* [SUPPLIED MATERIAL]
**********
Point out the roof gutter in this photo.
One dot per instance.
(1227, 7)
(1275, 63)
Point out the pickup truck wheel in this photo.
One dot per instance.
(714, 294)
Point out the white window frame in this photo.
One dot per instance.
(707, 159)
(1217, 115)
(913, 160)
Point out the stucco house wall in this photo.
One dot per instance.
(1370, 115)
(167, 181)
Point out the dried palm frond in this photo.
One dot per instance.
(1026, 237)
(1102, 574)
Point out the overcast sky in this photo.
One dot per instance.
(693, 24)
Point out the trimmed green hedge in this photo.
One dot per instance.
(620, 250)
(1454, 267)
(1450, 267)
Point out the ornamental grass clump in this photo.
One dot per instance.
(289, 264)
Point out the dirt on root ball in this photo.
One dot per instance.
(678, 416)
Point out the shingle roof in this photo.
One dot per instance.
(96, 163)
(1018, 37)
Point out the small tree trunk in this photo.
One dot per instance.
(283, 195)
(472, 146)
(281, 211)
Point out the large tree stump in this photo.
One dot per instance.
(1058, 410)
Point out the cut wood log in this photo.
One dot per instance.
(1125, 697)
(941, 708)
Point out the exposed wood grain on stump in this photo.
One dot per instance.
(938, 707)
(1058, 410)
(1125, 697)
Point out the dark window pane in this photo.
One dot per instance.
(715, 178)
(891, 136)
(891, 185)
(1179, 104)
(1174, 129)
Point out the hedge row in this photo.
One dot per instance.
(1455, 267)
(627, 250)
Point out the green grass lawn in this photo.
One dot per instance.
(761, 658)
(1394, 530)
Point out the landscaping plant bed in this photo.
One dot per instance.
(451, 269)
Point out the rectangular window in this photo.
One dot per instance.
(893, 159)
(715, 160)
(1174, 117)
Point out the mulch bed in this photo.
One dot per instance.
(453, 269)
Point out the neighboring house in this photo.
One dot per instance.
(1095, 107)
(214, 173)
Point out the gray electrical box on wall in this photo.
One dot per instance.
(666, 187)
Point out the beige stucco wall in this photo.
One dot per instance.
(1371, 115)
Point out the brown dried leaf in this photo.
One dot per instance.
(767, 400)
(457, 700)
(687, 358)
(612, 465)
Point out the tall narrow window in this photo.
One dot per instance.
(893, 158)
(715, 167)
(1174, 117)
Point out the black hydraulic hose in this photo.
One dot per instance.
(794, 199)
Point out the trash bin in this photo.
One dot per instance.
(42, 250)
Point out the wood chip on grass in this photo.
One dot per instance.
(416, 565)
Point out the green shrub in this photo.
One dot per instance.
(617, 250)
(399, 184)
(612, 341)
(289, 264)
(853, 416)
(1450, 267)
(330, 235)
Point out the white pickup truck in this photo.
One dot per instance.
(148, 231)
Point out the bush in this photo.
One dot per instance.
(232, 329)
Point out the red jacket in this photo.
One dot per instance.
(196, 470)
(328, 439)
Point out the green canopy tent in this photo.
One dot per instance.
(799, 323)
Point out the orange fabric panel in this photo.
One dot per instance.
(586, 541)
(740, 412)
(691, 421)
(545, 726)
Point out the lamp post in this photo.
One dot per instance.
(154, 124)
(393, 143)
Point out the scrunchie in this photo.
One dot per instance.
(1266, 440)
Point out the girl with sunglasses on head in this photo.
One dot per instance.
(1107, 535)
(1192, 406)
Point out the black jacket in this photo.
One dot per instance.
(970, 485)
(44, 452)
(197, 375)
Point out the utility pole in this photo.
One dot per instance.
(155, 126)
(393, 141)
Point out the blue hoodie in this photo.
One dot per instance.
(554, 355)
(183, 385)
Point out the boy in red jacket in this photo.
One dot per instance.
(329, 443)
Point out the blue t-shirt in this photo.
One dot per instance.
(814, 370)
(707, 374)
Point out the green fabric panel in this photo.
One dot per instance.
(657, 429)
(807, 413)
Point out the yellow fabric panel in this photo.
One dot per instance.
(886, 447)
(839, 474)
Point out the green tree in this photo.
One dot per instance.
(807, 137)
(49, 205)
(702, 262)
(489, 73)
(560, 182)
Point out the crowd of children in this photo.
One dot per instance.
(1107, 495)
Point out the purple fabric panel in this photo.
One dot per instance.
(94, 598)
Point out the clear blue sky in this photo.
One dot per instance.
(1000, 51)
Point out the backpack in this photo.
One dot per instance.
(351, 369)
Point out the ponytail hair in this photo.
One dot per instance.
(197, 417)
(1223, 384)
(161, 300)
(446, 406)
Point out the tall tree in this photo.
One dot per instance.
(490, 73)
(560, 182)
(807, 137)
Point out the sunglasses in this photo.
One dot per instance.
**********
* [PROBLEM] Return an exact copy of only the lines from the one with "Point out the green tree in this photo." through the end of the listing above, both included.

* [SOLUTION TO THIS TASK]
Point out the green tree in this photo.
One dot per instance.
(807, 137)
(49, 205)
(702, 262)
(489, 73)
(560, 182)
Point out the crowd of children in this photo.
One dot per instance.
(1107, 495)
Point out the purple fabric panel in this photo.
One dot per instance.
(94, 598)
Point out the clear blue sky in this photo.
One dot per instance.
(1000, 51)
Point out the backpack in this photo.
One dot per instance.
(351, 369)
Point out the ponytail hair in this photo.
One dot per instance.
(197, 417)
(1223, 384)
(161, 300)
(446, 406)
Point out the tall tree in this photo.
One dot per instance.
(490, 73)
(560, 182)
(807, 137)
Point out the sunglasses in this photo.
One dot per instance.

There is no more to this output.